By Tom Still

MADISON – For much of the Great Recession and beyond,
biotechnology was out of favor among angel and venture capitalists. Software
and Internet deals became the shiny object for investors who wanted faster
returns with fewer dollars risked.

To fatigued life sciences investors, biotech seemed a bit
like last year’s prom date – expensive, time-consuming and generally “high
maintenance” because of the seemingly endless regulatory challenges faced by
emerging companies.

Software and Internet deals are still the rage, although the
memory of the “” bubble lingers among some investors who were splattered
when it burst. But biotechnology may be back on the dance card, based on
national investment figures as well as recent Wisconsin deals.

Biotech companies in the United States raised $4.53 billion
in 2013, according to the National Venture Capital Association, paced by a
strong fourth quarter performance that has generally continued into 2014.
Through the first two quarters of the year, 234 biotech deals raised $2.9 billion,
according to date collected by NVCA, PricewaterhouseCoopers and Thomson

Angel investors remain somewhat less enamored with biotech
than venture capitalists, in part because they invest earlier in a company’s
lifespan and don’t commit nearly as much cash in any single deal. Nationally
for angel investors in 2013, software represented 23 percent of all angel deals
while media and communications stood at 16 percent. Healthcare (14 percent) and
biotech (11 percent) were next on the angel deal list.

In Wisconsin in 2013, there were 86 early stage deals
(venture and angel) worth $128 million reported through “The Wisconsin
Portfolio,” a publication of the Wisconsin Angel Network. Of that total, life
sciences and biotech – primarily drugs, assays, reagents and research tools –
comprised 15 percent of the total deals. That was good for third place in
number of deals, and represented about $11 million in total investments out of
the $128 million total.

Information technology and consumer services were first and
second, respectively, in Wisconsin. Health care services, a category that
includes some health IT and software, was fourth and medical instruments was
fifth on the deal list. Some of the Wisconsin deals in water, energy, business
services and manufacturing (about 13 percent in total) may have biotech
technology in the background.

So far in 2014, Wisconsin biotech companies such as Madison
Vaccines, Promentis, FluGen, Zurex Pharma, Cellectar Biosciences, Intuitive
Biosciences, Microscopy Innovations and Stealth Therapeutics have reported
raising one or more rounds of financing.

== SOURCE MATERIAL ==

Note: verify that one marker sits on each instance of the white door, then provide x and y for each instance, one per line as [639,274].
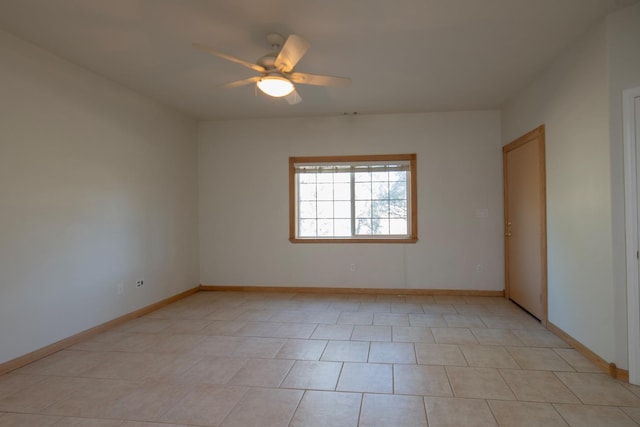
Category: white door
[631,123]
---
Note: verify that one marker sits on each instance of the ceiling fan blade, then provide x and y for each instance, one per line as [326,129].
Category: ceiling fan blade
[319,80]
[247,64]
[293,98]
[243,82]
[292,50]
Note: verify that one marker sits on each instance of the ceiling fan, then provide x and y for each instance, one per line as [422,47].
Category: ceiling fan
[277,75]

== PROBLEM SET ==
**A.** According to the article on biotechnology investment, why are angel investors somewhat less enamored with biotech than venture capitalists? Explain in one to three sentences.
**B.** From the article on biotechnology investment, repeat everything from "Information technology and" down to "rounds of financing.".
**C.** Pick up the article on biotechnology investment at its last sentence and continue it.

== EXERCISE ANSWERS ==
**A.** Angel investors invest earlier in a company's lifespan than venture capitalists do. They also commit far less cash in any single deal.

**B.**
Information technology and consumer services were first and
second, respectively, in Wisconsin. Health care services, a category that
includes some health IT and software, was fourth and medical instruments was
fifth on the deal list. Some of the Wisconsin deals in water, energy, business
services and manufacturing (about 13 percent in total) may have biotech
technology in the background.

So far in 2014, Wisconsin biotech companies such as Madison
Vaccines, Promentis, FluGen, Zurex Pharma, Cellectar Biosciences, Intuitive
Biosciences, Microscopy Innovations and Stealth Therapeutics have reported
raising one or more rounds of financing.

**C.**
Other Wisconsin biotech companies have shown progress on
other fronts, with Exact Sciences winning vital federal clearances for its
colorectal cancer test and Cellular Dynamics International reaching important
milestones for patent protection and manufacturing scale. The “granddaddy” of
all Wisconsin biotech firms, Promega, has continued its growth domestically and
worldwide, as evidenced by its building boom in Fitchburg, the opening of an
office in India and new product innovation.

A report released this summer by Battelle, a national
research and development group, noted that Wisconsin’s bioscience industry is
“sizable and growing.” Wisconsin was one of only 12 states to gain at least
1,000 jobs in the biotech and life sciences field in the five years ending in
2012, the report noted.

Battelle counted 31,800 jobs and nearly 1,400 businesses in
Wisconsin’s bioscience sectors, which span agricultural feedstock and chemicals;
bioscience distribution; drug development; medical devices and equipment; and
research, testing and medical labs. Madison is one of only nine metro regions
nationwide to have a job concentration in four or more bioscience specialties,
according to Battelle.

Cost and regulatory issues remain, however, and the
healthcare industry remains preoccupied with the advent of the Affordable Care
Act as well as Medicaid and Medicare challenges. That sometimes slows adoption
of new products – although new technologies usually improve care and manage

“After many years in which biotech investments were
outpacing exits, we’ve seen a reversal in the past few years,” said John Neis,
managing director for Madison-based Venture Investors LLC. More “exits,” such
as initial public offerings, mean investors are seeing returns from past deal
and beginning to put that money into new deals. Company valuations in biotech
also appear realistic overall, he added.

“I’ve been in the business long enough that I’ve seen the
‘death of biotech’ predicted several times,” Neis said. “But, in the end, the
unmet health care needs and the diseases don’t go away… which means biotech
doesn’t, either.”

For those Wisconsin companies that weathered the storm,
that’s why the future appears brighter.